DOCUMENT SEGMENT ▸
-- Start --

Tian had previously won a national championship in fifth grade, playing many of the same opponents as he did last month. Tian noted that his experience this year was far better than his championship win five years ago, partly due to the “beautiful” view of the Maryland National Harbor.

“It’s a joy to interact with opponents after the game,” Tian said. “We’ll review the game, and analyze our moves together. It’s a tight-knit community that I’m so grateful to be a part of.”

Notwithstanding Tian’s big win, the national tournament was an opportunity for him to reflect on his playing style and improve his game.

“I’ve come to realize that it’s not necessary to play the best move all the time,” Tian said. “A game of chess is not won through playing great moves, it’s won through capitalizing on your opponent’s mistakes.”

This was quite the case when he faced off against his opponent in the final round. Finding himself in a tight position in the initial stages of the game, Tian was able to come back to win the game by taking advantage of his opponent’s blunders.

Tian plans on continuing his chess career, and has his eyes on the Chess World Open in Philadelphia this summer. He is in pursuit of the Grandmaster title, the highest recognition in chess, which will make him one of 2,000 chess players to ever reach that status.

In addition, Tian seeks to use chess as a vehicle for change. The founder of Checkmate Autism, he dedicates many of his hours after school to teaching children on the autism spectrum chess skills to improve cognitive development and social skills.

-- End --

WHAT TO DO ▸ Reproduce the stretch of the chess article from "Tian plans on" through "and social skills.". The material that comes after this was taken from a different source.

EXTRACTED ENTRIES ▸
-- Start --

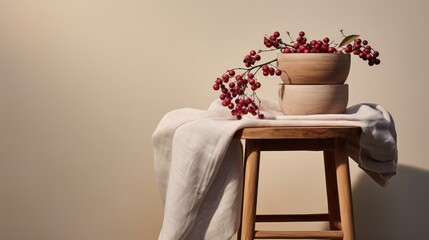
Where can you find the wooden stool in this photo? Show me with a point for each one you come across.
(333, 142)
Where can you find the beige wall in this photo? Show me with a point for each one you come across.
(83, 84)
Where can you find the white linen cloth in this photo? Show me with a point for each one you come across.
(199, 166)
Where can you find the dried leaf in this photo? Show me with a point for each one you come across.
(348, 39)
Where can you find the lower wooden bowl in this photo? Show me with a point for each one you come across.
(313, 99)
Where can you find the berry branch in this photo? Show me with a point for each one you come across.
(234, 87)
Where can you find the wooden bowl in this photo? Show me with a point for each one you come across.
(313, 99)
(313, 68)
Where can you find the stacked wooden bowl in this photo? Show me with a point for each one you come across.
(313, 83)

-- End --

THE RESULT ▸
Tian plans on continuing his chess career, and has his eyes on the Chess World Open in Philadelphia this summer. He is in pursuit of the Grandmaster title, the highest recognition in chess, which will make him one of 2,000 chess players to ever reach that status.

In addition, Tian seeks to use chess as a vehicle for change. The founder of Checkmate Autism, he dedicates many of his hours after school to teaching children on the autism spectrum chess skills to improve cognitive development and social skills.